TASKS FOR THIS EXERCISE →
a: Condense the paragraph of the discussion thread that begins "Borderline Personality Disorder at a bare minimum" into a bulleted list that keeps its main facts.
b: In the discussion thread, how many Christmas trees did the FIL and his wife have?
c: Reproduce the discussion thread word for word from "Your FIL’s wife" up to and including "pair for tennis.".

SELECTED PASSAGE →

────────────────────────────────────────

Discussion thread for the "Polls only" thread (Part 1)

Walter is worried that “she may be becoming mentally unhinged in some way.” Mary’s response is all about the financial aspect, which Walter never even brought up in the first place and presumably didn’t think was a problem. This suggests to me that Mary does indeed have a problem.

My FIL was married to a Mary. It was a symptom of at least one untreated psychological problem. I honestly don’t think I could live like that. I have ADHD and I get easily overwhelmed by clutter; I try to retain the bare minimum of what I need so cleaning is as easy as possible. After they divorced he got rid of everything. They had six Christmas trees. Most of the crap was kept in their enormous basement, but he said the general state of the house when they didn’t have guests was for there to be open boxes all over the place and she would stay up into the early hours shuffling shit around. I really could not take that. She was a rather generous hoarder, though, so I’m not sure if that’s hoarding proper. She was always trying to give you stuff. One Christmas she raided her closets and piled on us all these extravagant things. Not a situation where she thought ahead of time about what we might like but more that while everyone was opening gifts she was treating her closet like a shopping mall and running back and forth getting rid of things she didn’t want.

She also believed her dead FIL’s spirit was visiting her nightly from hell. Weird lady.

I guess I just don’t automatically correlate a rich woman’s shopping with another woman’s neurosis. There are men with thousands of sneakers who no one is pushing to get dragged off to the therapist.

Your FIL’s wife sounds like she definitely has issues though.

Honestly, if that actually happens, it sounds even more bizarre than owning 1000s of pairs of woman’s shoes. Women tend to wear different shoes with different outfits, and for different occasions. While no one nees 5,000 pair, at least you can justify some variation. I can’t imagine a need for more than abut five or 10 pairs of sneakers, at most. I have two, one for every day wear, and one pair for tennis.

Borderline Personality Disorder at a bare minimum. During the divorce she became a crazy stalker, wrote fraudulent checks in my FIL’s name and was later determined to have stolen a large amount of money from him starting from the beginning of their 17 year marriage. She called the cops on him and claimed he had cocaine and child porn. Really out there. I was sad to end the relationship because we didn’t see a lot of that behavior until the very end. Not that my FIL was the consummate partner either. It was definitely a case of each partner being willing to ignore the other partner’s red flags.

────────────────────────────────────────

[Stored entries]
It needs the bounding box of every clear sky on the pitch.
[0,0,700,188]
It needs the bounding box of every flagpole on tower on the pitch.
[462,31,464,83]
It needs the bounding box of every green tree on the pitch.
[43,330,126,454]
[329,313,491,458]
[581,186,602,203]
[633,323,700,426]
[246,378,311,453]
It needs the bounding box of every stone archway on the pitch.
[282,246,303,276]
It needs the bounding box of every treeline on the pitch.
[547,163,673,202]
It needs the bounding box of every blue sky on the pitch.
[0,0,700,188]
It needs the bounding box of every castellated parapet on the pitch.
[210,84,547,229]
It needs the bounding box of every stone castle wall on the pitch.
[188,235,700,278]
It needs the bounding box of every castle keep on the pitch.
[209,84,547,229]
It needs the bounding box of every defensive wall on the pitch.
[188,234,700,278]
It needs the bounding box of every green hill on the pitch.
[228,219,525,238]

────────────────────────────────────────

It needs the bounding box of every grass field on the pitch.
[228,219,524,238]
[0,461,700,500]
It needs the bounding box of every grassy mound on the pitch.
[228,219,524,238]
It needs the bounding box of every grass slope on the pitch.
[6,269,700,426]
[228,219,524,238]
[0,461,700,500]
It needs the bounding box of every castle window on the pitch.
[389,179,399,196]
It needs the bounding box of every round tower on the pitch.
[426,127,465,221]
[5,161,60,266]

────────────────────────────────────────

RESPONSES IN ORDER →
a:
- Borderline Personality Disorder at a bare minimum.
- During the divorce she became a stalker and wrote fraudulent checks in the FIL's name.
- She was later found to have stolen a large amount of money from him since the start of their 17-year marriage.
- She called the police on him, claiming he had cocaine and child porn.
- The writer was sad to end the relationship, since little of that behavior showed until the very end.
- The FIL was not the consummate partner either. Each partner ignored the other's red flags.

b: Six.

c:
Your FIL’s wife sounds like she definitely has issues though.

Honestly, if that actually happens, it sounds even more bizarre than owning 1000s of pairs of woman’s shoes. Women tend to wear different shoes with different outfits, and for different occasions. While no one nees 5,000 pair, at least you can justify some variation. I can’t imagine a need for more than abut five or 10 pairs of sneakers, at most. I have two, one for every day wear, and one pair for tennis.